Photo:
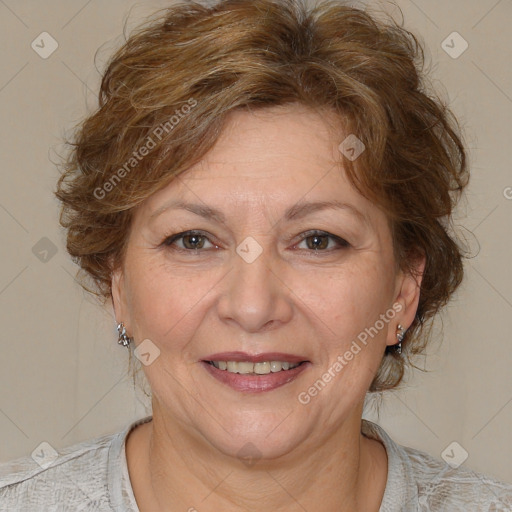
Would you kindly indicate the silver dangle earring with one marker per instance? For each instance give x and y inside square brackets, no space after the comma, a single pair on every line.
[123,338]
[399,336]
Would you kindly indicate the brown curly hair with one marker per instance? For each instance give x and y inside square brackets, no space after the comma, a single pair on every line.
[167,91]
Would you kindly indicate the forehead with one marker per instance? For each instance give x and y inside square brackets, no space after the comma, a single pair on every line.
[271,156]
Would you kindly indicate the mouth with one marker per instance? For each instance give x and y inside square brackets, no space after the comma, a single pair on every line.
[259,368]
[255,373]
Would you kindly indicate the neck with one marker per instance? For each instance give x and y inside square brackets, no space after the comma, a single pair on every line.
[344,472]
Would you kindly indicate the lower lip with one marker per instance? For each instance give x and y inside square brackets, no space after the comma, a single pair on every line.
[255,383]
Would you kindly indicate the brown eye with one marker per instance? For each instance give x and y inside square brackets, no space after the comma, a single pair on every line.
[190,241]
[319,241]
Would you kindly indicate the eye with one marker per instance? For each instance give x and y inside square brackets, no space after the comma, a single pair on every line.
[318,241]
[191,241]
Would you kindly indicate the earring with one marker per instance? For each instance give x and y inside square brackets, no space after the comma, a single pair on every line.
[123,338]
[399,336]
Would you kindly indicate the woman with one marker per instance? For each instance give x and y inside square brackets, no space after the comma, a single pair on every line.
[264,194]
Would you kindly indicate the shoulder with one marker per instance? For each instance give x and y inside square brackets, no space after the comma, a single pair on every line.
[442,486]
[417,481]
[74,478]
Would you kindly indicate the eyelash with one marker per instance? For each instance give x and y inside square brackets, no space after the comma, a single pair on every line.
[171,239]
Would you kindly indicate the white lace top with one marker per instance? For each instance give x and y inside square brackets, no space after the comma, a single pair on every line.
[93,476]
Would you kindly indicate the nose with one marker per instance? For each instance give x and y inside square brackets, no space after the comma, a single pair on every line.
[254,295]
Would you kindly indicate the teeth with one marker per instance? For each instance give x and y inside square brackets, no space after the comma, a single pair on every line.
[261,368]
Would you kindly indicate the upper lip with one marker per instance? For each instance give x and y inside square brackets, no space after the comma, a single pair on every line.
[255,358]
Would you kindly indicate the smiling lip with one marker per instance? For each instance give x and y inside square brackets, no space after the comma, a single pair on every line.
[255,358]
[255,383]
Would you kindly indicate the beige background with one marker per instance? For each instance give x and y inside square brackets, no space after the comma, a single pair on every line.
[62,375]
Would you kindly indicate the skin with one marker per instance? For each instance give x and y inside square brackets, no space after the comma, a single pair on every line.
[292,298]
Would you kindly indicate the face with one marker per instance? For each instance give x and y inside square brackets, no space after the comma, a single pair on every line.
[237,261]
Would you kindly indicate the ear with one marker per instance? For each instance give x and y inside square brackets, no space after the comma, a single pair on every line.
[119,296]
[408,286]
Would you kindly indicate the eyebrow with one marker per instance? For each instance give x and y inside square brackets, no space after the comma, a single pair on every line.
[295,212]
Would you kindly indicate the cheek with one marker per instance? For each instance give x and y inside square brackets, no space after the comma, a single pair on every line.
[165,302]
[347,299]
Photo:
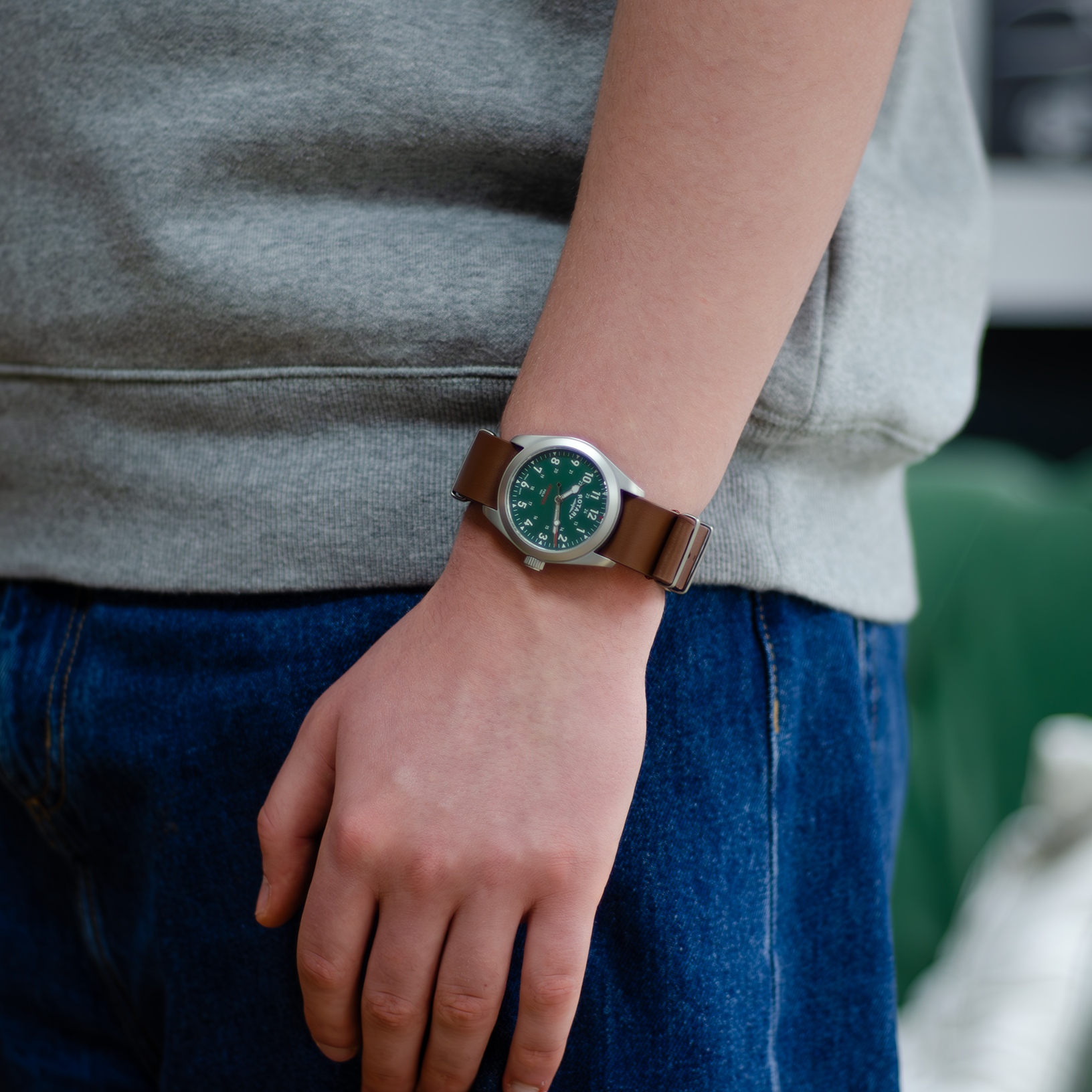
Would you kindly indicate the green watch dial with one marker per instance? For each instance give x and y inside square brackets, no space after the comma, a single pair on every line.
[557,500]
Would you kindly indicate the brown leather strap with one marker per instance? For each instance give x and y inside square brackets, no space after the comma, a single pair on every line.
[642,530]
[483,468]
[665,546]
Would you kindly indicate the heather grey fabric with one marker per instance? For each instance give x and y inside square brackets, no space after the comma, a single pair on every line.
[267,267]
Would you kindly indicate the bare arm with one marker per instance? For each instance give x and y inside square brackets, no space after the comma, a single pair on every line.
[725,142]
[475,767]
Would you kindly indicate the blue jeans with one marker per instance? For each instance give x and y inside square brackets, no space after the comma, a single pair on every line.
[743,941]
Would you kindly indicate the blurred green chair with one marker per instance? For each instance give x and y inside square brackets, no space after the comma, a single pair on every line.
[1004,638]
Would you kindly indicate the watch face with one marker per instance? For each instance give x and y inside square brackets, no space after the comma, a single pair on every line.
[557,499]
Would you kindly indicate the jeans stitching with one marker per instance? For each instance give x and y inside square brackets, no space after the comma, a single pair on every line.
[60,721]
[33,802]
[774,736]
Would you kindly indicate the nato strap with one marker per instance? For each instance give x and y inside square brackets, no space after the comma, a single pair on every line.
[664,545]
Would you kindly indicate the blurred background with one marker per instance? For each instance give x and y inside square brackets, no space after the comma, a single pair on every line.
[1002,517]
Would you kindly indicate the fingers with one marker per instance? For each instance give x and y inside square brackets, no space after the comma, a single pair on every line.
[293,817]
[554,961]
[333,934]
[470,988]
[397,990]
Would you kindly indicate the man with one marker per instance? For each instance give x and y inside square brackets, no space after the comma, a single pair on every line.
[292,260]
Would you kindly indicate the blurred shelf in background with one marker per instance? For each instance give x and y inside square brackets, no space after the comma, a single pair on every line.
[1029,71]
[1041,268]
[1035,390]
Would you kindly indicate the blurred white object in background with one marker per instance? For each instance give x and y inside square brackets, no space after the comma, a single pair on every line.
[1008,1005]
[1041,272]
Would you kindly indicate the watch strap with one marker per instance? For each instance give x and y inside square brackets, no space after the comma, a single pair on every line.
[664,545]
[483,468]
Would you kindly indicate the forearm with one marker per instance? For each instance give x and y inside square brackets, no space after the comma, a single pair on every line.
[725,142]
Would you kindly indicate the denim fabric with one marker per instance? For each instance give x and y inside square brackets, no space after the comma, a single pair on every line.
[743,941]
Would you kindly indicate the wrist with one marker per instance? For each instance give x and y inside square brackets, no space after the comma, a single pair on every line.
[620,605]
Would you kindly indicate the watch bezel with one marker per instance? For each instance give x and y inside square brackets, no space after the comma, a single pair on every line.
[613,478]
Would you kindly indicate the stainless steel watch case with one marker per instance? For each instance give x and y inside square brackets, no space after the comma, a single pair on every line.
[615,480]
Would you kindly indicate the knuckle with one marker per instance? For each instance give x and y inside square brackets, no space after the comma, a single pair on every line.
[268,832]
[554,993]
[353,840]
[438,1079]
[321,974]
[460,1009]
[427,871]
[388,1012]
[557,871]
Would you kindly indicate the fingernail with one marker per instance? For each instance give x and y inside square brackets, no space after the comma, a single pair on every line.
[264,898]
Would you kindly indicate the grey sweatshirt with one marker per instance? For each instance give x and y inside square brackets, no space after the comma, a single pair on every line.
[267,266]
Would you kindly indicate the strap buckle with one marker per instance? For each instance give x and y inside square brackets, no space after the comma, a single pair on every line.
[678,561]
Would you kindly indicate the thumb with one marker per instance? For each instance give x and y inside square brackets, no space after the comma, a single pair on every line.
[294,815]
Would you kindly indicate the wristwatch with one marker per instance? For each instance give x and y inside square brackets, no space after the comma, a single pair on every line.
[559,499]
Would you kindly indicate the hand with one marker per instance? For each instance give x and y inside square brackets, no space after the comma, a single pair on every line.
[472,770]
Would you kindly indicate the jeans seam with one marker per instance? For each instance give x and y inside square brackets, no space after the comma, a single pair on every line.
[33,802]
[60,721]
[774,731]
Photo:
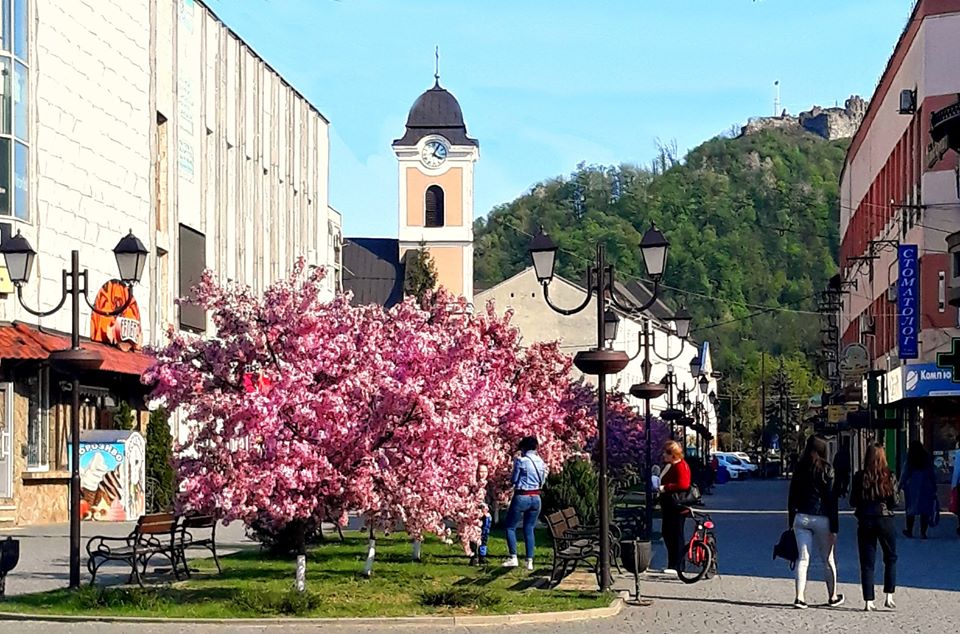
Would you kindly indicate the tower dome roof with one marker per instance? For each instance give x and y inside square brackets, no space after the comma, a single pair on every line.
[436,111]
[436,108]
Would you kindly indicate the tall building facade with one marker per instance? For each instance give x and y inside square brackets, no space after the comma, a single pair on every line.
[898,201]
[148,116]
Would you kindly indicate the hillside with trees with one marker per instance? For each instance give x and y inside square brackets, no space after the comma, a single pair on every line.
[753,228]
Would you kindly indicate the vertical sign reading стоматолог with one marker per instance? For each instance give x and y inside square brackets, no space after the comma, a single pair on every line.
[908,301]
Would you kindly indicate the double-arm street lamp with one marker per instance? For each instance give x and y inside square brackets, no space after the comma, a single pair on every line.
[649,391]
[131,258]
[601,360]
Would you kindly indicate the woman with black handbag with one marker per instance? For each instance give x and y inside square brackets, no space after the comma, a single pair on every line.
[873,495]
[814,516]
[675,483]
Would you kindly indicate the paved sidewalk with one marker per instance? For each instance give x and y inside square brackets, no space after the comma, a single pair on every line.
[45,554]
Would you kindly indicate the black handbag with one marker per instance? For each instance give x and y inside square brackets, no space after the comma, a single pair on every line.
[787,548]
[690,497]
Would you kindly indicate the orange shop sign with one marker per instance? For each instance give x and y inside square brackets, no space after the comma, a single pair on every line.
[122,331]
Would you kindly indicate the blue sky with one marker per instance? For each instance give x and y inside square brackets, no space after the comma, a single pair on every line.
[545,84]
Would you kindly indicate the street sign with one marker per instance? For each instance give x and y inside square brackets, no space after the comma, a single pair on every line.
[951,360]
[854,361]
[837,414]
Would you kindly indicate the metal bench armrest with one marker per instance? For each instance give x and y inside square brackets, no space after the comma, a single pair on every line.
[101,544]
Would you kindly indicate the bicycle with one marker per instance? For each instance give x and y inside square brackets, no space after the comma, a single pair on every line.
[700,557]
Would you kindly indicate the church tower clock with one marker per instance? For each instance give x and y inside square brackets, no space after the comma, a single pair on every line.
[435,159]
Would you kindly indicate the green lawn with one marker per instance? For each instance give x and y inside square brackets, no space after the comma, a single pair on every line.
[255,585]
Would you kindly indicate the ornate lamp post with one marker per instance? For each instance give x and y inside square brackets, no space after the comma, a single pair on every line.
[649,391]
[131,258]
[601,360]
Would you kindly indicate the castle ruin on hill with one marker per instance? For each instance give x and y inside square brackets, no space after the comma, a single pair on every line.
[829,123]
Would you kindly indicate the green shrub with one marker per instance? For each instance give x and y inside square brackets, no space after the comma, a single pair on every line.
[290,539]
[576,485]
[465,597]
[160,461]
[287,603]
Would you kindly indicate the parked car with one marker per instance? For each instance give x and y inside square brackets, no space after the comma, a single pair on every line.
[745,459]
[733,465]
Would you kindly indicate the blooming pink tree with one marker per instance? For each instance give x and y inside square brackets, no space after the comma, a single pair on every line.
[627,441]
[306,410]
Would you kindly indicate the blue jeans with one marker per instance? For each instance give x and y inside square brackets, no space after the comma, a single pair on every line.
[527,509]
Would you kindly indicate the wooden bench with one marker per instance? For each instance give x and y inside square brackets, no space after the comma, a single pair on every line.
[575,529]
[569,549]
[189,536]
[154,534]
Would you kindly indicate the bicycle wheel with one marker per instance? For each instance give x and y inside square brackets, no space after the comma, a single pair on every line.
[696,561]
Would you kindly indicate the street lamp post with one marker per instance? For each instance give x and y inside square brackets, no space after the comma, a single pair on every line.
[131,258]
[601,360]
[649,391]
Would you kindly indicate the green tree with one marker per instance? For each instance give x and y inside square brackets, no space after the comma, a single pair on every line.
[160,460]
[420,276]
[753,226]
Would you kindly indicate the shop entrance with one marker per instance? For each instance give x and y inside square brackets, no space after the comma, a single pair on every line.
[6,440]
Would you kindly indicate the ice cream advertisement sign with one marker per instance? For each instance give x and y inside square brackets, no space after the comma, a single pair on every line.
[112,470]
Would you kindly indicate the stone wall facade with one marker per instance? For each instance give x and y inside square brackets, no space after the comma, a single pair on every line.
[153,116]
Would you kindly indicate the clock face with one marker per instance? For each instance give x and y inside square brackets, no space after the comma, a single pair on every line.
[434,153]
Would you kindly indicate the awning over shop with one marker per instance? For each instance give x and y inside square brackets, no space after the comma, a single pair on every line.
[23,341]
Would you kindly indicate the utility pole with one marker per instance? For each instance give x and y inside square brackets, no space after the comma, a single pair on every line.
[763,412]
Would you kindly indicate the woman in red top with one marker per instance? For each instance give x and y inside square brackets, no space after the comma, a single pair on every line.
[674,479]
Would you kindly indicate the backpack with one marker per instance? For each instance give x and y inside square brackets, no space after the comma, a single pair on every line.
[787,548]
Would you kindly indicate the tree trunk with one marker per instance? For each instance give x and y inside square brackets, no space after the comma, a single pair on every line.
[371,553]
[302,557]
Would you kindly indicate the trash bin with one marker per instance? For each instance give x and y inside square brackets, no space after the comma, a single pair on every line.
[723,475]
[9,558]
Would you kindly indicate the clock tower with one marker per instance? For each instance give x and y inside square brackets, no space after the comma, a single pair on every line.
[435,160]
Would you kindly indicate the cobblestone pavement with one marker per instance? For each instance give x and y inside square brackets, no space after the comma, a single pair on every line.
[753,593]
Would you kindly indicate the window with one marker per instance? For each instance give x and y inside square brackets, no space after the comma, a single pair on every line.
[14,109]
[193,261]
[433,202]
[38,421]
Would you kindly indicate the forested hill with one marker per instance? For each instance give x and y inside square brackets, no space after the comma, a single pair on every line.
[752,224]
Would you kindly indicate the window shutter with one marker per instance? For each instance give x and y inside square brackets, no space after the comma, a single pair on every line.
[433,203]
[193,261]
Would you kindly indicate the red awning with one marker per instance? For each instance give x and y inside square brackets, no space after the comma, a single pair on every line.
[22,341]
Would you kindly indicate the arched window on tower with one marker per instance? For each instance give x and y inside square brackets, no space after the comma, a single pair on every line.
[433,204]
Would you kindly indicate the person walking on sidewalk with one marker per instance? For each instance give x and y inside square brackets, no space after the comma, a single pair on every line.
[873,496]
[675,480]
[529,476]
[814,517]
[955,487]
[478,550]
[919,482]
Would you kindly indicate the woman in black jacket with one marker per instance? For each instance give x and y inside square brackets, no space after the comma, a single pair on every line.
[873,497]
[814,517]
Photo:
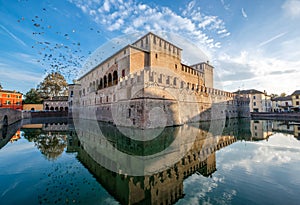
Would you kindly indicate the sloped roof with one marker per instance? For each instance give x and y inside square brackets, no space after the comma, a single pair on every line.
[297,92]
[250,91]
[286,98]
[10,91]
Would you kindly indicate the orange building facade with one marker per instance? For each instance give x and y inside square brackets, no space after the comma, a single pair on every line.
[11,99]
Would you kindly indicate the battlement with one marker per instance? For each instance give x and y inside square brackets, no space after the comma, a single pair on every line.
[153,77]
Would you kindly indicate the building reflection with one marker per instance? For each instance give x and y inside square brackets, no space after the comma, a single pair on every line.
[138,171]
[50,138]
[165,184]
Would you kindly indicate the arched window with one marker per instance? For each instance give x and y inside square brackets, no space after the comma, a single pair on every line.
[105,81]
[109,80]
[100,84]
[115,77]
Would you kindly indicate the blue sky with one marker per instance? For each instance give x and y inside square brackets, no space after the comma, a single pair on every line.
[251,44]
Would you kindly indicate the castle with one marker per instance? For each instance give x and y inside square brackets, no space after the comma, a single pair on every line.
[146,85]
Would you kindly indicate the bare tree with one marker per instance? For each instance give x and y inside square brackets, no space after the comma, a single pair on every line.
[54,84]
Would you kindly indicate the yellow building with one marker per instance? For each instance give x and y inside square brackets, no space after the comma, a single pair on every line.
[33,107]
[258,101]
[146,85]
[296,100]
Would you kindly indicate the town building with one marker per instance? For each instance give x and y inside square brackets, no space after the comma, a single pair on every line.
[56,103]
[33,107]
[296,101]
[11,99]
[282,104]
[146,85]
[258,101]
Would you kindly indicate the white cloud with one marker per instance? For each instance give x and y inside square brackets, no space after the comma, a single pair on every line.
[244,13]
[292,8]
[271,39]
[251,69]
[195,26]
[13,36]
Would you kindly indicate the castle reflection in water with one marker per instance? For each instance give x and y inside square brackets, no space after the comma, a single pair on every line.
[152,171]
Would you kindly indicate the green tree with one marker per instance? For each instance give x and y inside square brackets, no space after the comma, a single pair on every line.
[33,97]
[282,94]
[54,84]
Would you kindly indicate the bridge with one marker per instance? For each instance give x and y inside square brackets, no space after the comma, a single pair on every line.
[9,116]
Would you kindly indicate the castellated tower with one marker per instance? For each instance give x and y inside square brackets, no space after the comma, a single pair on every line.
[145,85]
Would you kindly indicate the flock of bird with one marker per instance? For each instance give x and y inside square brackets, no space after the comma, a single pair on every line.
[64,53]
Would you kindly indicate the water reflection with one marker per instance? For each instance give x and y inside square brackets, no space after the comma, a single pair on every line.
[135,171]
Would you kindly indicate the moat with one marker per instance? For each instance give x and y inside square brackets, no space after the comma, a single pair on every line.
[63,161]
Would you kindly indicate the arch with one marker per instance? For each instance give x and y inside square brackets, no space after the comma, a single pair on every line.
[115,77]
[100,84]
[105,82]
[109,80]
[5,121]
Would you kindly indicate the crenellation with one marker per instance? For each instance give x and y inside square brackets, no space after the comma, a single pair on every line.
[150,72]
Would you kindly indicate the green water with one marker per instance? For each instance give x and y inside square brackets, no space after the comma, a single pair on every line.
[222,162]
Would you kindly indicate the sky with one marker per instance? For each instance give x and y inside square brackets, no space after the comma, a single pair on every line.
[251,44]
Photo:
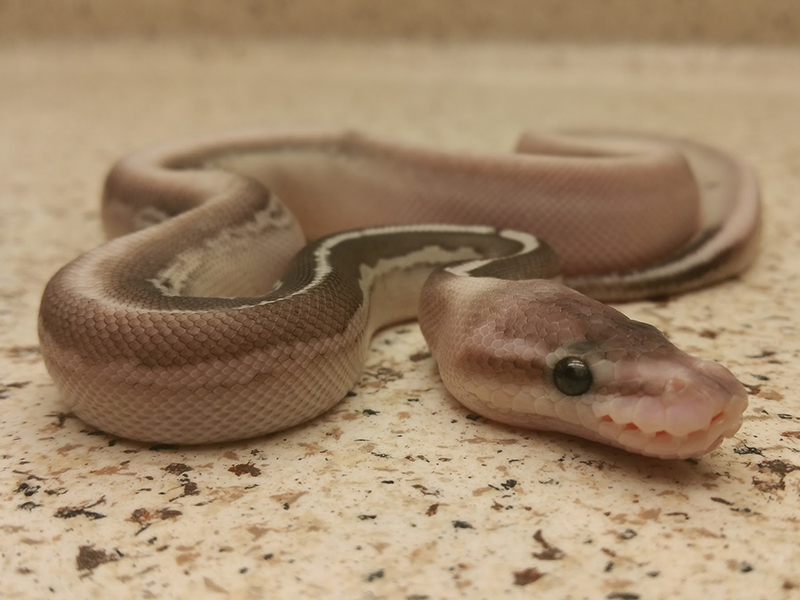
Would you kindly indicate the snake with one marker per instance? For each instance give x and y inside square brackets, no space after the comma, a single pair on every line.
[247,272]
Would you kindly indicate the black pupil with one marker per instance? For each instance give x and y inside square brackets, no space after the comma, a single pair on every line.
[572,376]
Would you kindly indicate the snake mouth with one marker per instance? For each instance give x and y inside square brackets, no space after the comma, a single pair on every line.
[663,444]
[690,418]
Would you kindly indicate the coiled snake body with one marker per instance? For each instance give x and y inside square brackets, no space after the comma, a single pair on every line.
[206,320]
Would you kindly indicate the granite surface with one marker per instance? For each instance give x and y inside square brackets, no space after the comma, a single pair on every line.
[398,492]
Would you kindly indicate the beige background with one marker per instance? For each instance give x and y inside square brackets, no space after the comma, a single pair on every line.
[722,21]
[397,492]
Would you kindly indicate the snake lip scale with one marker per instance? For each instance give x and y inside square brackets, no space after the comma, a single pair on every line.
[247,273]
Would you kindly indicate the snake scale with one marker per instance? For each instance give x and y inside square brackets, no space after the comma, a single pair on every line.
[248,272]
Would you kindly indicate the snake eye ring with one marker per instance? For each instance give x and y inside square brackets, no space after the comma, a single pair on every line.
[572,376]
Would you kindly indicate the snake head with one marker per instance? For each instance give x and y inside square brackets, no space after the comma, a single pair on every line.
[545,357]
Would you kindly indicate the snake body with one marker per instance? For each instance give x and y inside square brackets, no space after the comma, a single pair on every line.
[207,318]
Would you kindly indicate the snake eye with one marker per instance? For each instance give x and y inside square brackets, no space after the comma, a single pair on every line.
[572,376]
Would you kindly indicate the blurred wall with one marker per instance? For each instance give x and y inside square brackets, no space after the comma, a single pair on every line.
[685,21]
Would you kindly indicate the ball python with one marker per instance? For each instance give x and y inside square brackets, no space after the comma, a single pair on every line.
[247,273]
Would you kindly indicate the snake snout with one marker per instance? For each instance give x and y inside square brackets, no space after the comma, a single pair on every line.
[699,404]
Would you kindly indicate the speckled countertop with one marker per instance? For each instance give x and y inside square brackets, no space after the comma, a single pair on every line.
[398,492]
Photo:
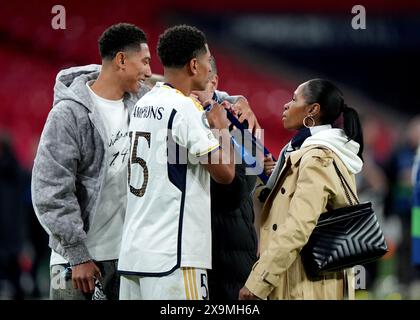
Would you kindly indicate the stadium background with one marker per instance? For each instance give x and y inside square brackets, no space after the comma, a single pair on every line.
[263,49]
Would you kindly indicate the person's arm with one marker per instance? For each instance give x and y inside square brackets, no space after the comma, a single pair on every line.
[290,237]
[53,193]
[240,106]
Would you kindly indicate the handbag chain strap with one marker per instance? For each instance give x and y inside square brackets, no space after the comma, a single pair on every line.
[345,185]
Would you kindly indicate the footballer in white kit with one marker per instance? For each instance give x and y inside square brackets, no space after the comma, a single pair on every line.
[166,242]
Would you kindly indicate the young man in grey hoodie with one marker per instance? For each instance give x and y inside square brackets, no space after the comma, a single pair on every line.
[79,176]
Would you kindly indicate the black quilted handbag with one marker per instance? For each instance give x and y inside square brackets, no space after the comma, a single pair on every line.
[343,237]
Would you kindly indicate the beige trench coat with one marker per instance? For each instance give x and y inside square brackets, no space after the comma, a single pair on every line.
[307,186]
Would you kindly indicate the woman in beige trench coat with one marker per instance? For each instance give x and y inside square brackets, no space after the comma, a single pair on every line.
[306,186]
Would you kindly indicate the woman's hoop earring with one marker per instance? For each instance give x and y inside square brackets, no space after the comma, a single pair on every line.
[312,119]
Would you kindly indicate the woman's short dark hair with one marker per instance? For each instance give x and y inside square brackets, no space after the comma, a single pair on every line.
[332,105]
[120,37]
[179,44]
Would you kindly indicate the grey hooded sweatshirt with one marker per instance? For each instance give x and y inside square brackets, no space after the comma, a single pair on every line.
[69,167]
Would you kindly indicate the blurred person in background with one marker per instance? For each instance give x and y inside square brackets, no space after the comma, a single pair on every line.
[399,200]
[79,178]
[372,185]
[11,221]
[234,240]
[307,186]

> **Your task**
Quote exactly the line containing "Would you kindly indicate the woman's short" and every later line through the end of the listing, and no other lines.

> **Answer for the task**
Would you kindly indicate the woman's short dark hair with one marker per instance? For each instance give x and y inside square brackets, no space after the comma, a single pair on every line.
[332,105]
[120,37]
[179,44]
Would you kindly indicate the grey hooded sweatshirt with one marker per instance? For each instance give x and y inside square brackets, no space after the comma, a single pair on every line.
[69,167]
Would you kindly indicate the blurred person in background with one marker per instance? For each instance give x and y inside square brackets, no space after the comma, a single pair on every line.
[399,200]
[79,178]
[372,185]
[11,221]
[234,240]
[307,186]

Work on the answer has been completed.